**Document**
The Pixel 3 runs stock Android, so you might think that since you've used an Android device before, you should know your way around the new phone by default. But Google has actually added several great Pixel-exclusive software features to its flagships, and not all of them are easily discoverable.
Many of these features are enabled by default, so the primary purpose of this guide is to give you a walkthrough of how they all work. But if you restored your settings from a previous Android phone when you set up your Pixel, some of these won't be enabled, so I'll make sure to show how to turn them on just in case.
There's a new Android feature called App Shortcuts that lets you jump right into certain actions within your apps. Just long-press the app's icon on your home screen and you'll see a list of shortcuts — tap one, then you'll be taken directly to that part of the app. For instance, long-press the Phone app and you'll quick links to call your most frequently-called contacts. Long-press the Maps app and you'll get one-touch navigation shortcuts.
If you knew about this already, good for you! But did you know you can turn any of these shortcuts into a home screen icon? To do so, just long-press an icon, then long-press one of the shortcuts that appears on the popup. From there, drag the shortcut to an empty spot on your home screen and you'll have an easy way of performing that action at any time.
Android Pie has new gesture controls, and the most central one is an upward swipe that opens your Overview screen (commonly referred to as Recent Apps). From there, if you swipe up again, you'll open your app drawer — particularly handy for launching apps while you're in a different app.
But even better, you can skip the overview screen and go straight to the app drawer in one gesture. Just swipe up from the bottom edge of your screen to just about halfway up (somewhere around the 40% mark does the trick). This "long swipe" opens your app drawer in one shot, even if you were using an app and weren't on your home screen.
Speaking of the gestures, you may be under the impression that you have to start your swipes from a particular place on the screen — probably that little "pill" icon that replaced the old home button. But in reality, you're free to be a lot more sloppy with your gestures — they work if you initiate the swipe anywhere along the bottom of your screen. The same goes for the flick-left-to-switch-apps gesture!
The Pixel 3 uses Gboard as its default keyboard, which means you get a host of cool features. One of its most useful extras is something that's not very discoverable: just swipe left or right on the spacebar to move the cursor within a text field.
When you get a call and your phone is locked, you'll see a screen with the caller's name or number, a couple of options, and a green phone icon in a circle. The phone icon bounces a little and there's a message saying "Swipe up to answer," so you'd think you have to drag that little icon upwards to pick up the call — you don't.
Instead, just swipe up anywhere on the call screen to answer the call. You can even swipe down from anywhere on this screen to reject the call.

**What is expected**
Summarize the Pixel 3 guide above in two sentences.

**Provided data**
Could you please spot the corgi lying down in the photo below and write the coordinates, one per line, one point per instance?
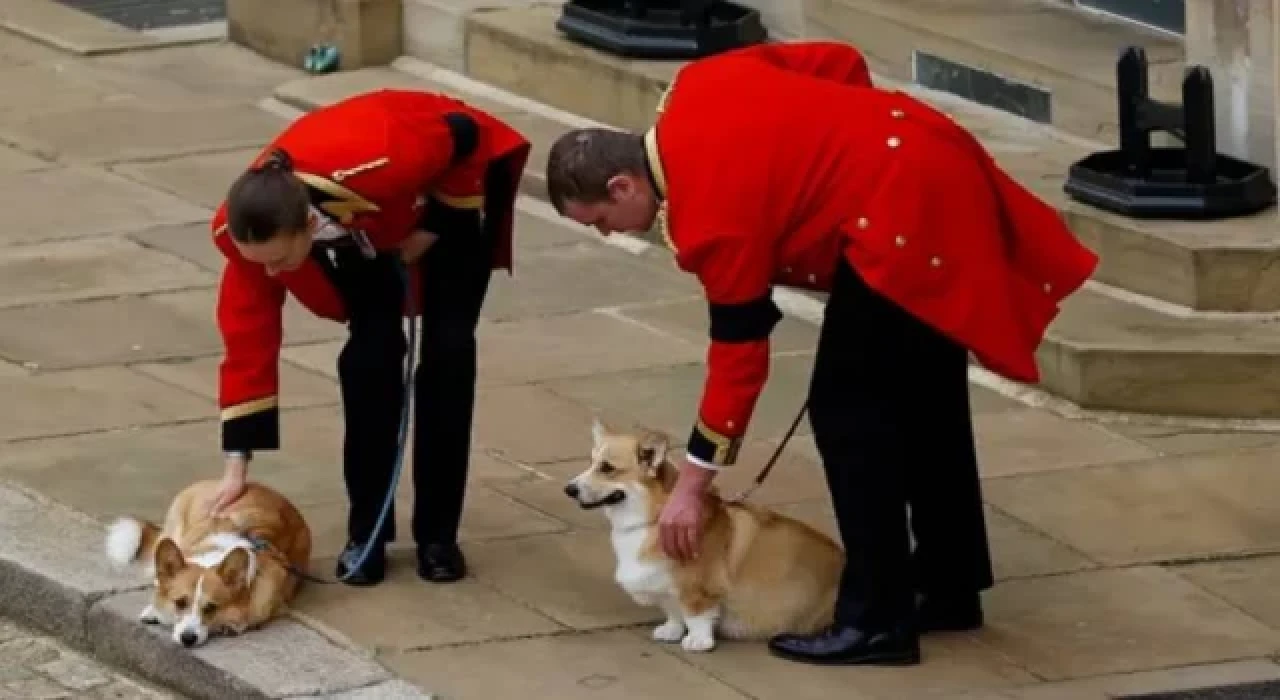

**Solved exercise**
The Pixel 3 runs stock Android but has several Pixel-exclusive software features, not all easily discoverable, and the guide explains how they work and how to turn them on if settings were restored from a previous Android phone. It shows that app shortcuts can be dragged onto the home screen, that a long swipe up opens the app drawer in one gesture, that gestures work from anywhere along the bottom of the screen, that swiping on the Gboard spacebar moves the cursor, and that a call on the lock screen can be answered or rejected by swiping up or down anywhere.